(Point localization data)
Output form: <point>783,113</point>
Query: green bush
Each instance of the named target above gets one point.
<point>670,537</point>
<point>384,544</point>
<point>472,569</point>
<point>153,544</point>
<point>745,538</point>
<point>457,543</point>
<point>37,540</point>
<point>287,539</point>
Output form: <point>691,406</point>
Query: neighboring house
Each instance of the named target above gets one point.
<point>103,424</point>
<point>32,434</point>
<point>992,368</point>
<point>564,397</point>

==

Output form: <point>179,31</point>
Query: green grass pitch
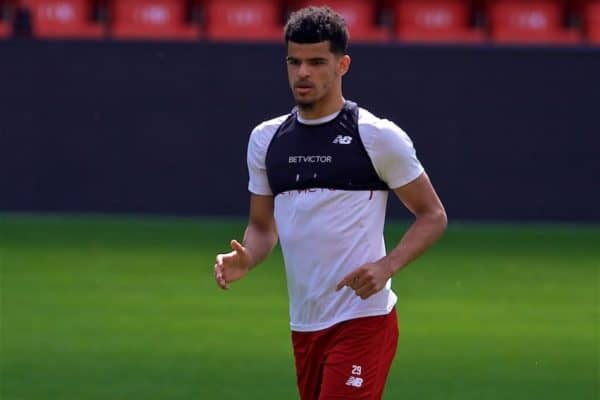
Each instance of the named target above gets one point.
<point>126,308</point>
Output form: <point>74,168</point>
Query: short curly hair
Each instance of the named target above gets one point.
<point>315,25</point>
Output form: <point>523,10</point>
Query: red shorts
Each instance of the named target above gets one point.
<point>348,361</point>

Work task: Review the entries above and return every line where "Query" appears.

Exercise output:
Query: green bush
Query: neighboring house
Query: green grass pitch
Query: short curly hair
Query: red shorts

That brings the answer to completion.